COMPLETE THE FOLLOWING>
a - In the article on hospitals, recast the paragraph beginning "The way prices are set is wrong" as a short bulleted list that keeps its main facts.
b - Carry the article on hospitals forward from the end of its last paragraph.

:: DOCUMENT PASSAGE

Published in Mint on 14th December,2017. Written by Kapil Mehta
Once again, the public and the government are at loggerheads with hospitals. Several high-profile cases have been reported in the media with blame being generously meted out. Unfortunately, if the posturing does not address systemic issues, it would be a crisis gone waste. The situation in hospitals is solvable. What’s more; it is one of those problems that can be sorted out by several stakeholders, if they have the will.
I have a diverse exposure to these issues. As an insurance industry person, hospitals are our adversaries, out to overcharge and reduce the health insurer’s profitability. As someone with immediate family and close friends in the medical profession, I can see the doctors’ frustration in being stereotyped and unfairly maligned. As a large distributor of medical malpractice insurance, there are several liability claims I review that bring out the increasing breakdown of the doctor-patient relationship.
What are the issues? Let’s begin with the price of treatment. When you walk into a hospital you do not know how much you will pay when you walk out. There may be a series of OPD examinations and medical tests and you discover the prices when the payment has to be made. If hospitalisation or a day-care procedure is needed, you are presented with a cost estimate. At this point most people have built a relationship with the doctor and would like to just go ahead and get treated. Patients also get daunted by the thought of changing hospitals and repeating the entire process.
The way prices are set is wrong. Currently, prices depend upon the room you select, a surrogate for how rich you are and whether you have insurance. If you opt for a single room, you will pay more for doctor visits and consumables than in a shared room. This is illogical because the cost of the doctor’s time and consumables is fixed irrespective of room type. Doctors are and should be the final authority on treatment protocol but there is a tendency for insured patients to get unnecessary tests or be discharged later than patients without insurance.
Then there is the problem of deciding which hospital or doctor to visit. Neighbourly references have a role but the anecdotal recommendations are sometimes wrong. Such recommendations tend to give a higher weightage to bedside manners than medical outcomes and patients are not in a position to determine a doctor’s medical track record quantitatively.
There is also an issue in the way doctors are compensated. Their fixed salaries are low and most of their income is variable, linked to treatments they give. The fixed salary of a doctor with 15 years’ experience is often less than that of a freshly minted MBA from an average business school. This means that the doctor has to treat, test and operate to earn an income. This is not a problem unique to doctors. Teachers face the same dilemma, which is why most are not the primary earners in the family or need to resort to extra tuitions to earn a reasonable income. The other critical aspect that most people do not appreciate is that doctors earn a fraction of the hospital bill and usually have no say in the hospital’s charges.

::::
:: DATA FOR ANALYSIS

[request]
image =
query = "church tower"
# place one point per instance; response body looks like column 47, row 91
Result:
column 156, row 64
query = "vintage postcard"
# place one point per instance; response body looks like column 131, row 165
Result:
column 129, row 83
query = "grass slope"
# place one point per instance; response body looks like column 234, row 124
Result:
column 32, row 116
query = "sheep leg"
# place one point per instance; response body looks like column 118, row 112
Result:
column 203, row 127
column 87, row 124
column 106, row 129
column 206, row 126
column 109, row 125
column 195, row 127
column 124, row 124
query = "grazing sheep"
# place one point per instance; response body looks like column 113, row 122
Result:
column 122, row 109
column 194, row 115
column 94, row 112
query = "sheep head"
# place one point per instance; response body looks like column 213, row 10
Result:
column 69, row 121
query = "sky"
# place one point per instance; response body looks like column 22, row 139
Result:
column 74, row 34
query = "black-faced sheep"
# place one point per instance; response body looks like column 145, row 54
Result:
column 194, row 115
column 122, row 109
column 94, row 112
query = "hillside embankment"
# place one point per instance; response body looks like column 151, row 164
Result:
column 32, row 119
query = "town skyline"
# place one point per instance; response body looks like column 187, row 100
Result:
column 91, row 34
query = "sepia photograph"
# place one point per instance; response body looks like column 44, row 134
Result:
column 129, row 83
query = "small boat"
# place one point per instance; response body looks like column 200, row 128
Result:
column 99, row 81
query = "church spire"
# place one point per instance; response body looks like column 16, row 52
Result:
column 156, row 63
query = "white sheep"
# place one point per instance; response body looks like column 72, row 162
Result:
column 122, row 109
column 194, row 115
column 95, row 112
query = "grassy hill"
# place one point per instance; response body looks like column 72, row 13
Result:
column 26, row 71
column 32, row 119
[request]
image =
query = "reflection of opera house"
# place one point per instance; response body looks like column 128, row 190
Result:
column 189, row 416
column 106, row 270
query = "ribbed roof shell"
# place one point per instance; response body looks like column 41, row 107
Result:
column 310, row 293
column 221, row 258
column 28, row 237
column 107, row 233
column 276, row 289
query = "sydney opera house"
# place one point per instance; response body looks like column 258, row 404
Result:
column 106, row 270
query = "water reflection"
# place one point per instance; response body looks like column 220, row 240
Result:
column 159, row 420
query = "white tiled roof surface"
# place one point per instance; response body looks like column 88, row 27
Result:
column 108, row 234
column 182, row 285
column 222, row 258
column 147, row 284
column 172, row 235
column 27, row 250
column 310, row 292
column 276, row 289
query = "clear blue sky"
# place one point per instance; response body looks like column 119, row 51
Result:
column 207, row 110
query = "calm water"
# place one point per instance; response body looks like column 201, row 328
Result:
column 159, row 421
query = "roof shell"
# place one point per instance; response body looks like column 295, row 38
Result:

::::

EXPECTED RESPONSES>
a -
- Prices are set incorrectly: they depend on the room a patient selects, which stands in for how rich the patient is and whether they have insurance.
- A single room means paying more for doctor visits and consumables than a shared room.
- This is illogical, because the cost of a doctor's time and of consumables is fixed regardless of room type.
- Doctors are, and should be, the final authority on treatment protocol.
- Insured patients tend to receive unnecessary tests or be discharged later than patients without insurance.

b -
There is little doubt that the corporatisation of health care has led to increased commercialisation. Over a decade ago, the meetings in hospitals between doctors and administrators used to focus on medical issues. Now, these tend to be about costs and revenue generation.
The first targets of official ire in a crisis are private doctors and hospitals. But what of the government’s own medical centres? I recently tried to have a staff member treated at the local government hospital and had to give up after waiting three days to see the specialist. In another situation, we had to pay a medical compounder to get seen. I’m quite certain that many critical patients do not get timely care. Patients are often expected to buy their own medicines, supplies and consumables. The government, both Centre and state, should scrutinise medical standards in government medical facilities with the same intensity that they apply to the private hospitals.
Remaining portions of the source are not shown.